Dataset entries:
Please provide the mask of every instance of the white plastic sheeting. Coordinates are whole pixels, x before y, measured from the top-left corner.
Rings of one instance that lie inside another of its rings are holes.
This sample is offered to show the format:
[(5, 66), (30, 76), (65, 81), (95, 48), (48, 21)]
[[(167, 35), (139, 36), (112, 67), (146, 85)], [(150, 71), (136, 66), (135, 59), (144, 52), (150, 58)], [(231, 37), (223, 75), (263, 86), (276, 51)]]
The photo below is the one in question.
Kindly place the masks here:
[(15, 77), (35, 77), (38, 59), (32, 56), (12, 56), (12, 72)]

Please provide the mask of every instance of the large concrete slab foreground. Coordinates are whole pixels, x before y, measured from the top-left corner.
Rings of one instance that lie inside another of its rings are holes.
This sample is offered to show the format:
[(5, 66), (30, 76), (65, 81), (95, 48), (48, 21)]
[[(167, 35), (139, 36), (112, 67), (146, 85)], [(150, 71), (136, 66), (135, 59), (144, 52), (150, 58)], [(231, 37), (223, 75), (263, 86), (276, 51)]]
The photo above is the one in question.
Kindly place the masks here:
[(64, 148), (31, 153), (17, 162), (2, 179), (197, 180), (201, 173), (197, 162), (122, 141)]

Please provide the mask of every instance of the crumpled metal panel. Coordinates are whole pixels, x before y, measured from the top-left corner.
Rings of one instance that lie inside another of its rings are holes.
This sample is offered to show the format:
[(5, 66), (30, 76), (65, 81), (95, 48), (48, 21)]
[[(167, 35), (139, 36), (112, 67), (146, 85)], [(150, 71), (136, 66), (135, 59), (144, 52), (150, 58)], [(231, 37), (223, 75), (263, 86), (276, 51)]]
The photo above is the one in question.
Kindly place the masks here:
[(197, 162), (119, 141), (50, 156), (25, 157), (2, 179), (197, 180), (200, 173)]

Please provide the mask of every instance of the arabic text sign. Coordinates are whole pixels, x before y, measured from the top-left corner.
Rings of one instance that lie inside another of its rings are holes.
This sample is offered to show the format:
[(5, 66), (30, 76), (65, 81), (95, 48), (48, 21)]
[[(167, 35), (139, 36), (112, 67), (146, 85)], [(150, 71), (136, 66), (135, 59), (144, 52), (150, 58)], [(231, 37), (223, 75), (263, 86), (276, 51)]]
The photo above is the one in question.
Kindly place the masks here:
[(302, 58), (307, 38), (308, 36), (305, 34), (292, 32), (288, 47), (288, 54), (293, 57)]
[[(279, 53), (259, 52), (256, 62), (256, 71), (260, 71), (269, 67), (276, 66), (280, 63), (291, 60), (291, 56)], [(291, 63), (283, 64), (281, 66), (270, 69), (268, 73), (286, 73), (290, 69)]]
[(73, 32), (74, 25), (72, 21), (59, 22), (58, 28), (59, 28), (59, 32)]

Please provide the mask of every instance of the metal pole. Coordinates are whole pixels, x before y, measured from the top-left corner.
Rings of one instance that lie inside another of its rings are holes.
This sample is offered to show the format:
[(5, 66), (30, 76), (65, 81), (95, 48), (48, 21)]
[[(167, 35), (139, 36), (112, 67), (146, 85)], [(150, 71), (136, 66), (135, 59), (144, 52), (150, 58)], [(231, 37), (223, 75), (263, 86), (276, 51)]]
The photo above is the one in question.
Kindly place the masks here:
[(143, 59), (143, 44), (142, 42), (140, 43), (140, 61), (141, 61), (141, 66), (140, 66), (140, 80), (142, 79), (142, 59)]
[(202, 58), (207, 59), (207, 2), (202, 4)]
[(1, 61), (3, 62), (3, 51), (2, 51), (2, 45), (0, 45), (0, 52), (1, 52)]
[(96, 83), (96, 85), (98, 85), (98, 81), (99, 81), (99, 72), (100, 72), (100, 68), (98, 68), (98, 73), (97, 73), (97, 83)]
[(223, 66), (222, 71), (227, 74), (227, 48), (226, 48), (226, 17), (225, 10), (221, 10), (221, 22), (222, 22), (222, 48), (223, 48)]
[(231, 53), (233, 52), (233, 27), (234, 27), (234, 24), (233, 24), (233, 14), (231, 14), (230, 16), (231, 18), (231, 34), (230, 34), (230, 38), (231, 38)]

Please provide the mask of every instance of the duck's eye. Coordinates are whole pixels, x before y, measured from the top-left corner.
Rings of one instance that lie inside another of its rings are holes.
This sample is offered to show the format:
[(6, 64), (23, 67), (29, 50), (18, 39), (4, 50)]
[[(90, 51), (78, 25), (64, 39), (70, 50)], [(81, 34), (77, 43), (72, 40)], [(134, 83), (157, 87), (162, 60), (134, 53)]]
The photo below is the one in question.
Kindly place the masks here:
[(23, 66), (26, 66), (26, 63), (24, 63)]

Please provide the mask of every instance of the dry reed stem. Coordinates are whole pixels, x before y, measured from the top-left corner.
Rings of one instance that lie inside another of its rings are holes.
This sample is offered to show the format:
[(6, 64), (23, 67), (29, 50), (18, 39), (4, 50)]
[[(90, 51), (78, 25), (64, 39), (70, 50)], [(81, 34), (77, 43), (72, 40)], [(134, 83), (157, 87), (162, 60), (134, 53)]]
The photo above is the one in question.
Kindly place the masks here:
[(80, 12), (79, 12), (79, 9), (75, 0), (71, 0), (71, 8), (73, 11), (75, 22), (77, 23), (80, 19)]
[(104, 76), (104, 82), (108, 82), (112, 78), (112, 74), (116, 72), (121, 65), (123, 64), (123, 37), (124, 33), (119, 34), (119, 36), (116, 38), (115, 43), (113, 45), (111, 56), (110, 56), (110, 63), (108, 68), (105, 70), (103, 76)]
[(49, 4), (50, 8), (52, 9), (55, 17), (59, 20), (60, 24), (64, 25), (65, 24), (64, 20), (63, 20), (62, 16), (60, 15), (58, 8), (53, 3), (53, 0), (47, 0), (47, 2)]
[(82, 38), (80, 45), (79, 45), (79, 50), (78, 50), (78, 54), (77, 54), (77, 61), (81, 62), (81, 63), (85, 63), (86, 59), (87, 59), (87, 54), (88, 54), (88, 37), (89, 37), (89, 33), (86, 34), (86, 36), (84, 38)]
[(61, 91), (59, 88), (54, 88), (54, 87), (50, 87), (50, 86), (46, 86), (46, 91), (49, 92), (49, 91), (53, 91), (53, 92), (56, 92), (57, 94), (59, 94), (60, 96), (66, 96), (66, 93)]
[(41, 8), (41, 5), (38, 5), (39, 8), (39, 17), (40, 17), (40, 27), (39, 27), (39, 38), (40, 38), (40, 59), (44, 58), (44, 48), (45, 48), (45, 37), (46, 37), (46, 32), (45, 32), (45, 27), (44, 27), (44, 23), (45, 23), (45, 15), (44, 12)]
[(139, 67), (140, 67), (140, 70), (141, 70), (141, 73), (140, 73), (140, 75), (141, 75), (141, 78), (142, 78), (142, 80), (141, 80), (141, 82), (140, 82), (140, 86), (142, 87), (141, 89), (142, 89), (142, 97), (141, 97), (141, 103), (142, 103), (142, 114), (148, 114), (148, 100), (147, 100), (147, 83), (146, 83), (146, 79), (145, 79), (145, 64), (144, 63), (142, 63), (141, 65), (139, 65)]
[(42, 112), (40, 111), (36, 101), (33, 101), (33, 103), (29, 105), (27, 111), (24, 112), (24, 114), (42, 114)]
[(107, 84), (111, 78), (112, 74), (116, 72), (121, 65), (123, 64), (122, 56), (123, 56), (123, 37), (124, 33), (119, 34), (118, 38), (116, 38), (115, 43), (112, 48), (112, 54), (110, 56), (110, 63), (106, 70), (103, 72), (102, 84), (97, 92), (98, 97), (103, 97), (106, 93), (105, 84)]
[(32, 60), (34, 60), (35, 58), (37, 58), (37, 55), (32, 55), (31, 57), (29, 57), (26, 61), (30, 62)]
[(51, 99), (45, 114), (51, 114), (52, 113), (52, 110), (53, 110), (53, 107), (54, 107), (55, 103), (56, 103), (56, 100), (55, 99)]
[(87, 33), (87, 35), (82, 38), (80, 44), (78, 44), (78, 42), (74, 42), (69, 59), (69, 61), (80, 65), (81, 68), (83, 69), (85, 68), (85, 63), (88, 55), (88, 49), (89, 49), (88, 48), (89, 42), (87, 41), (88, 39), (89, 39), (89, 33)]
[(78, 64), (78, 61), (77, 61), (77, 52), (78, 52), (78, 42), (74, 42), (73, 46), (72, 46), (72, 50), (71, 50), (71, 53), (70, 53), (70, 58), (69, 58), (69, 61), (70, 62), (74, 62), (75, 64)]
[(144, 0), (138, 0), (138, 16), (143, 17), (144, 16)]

GOAL OF THE EXERCISE |
Lines from the entries that contain the word "before" are what the answer must hold.

ANSWER FOR THE TASK |
Please provide the mask of every instance of the white plastic sheeting. Coordinates are whole pixels, x before y, measured from the top-left corner.
Please provide the mask of every instance of the large concrete slab foreground. Coordinates are whole pixels, x before y, measured from the top-left corner.
Please provide the mask of every instance of the crumpled metal panel. Coordinates are whole pixels, x before y, measured from the top-left corner.
Please provide the mask of every instance of the arabic text sign. Coordinates are whole pixels, x before y, measured from the top-left corner.
Please provide the mask of every instance of the metal pole. Coordinates are whole pixels, x before y, measured from the top-left corner.
Please provide the mask of every instance of the duck's eye. Coordinates are whole pixels, x before y, measured from the top-left corner.
Please provide the mask of every instance of the dry reed stem. Coordinates are whole pixels, x before y, measured from the top-left corner.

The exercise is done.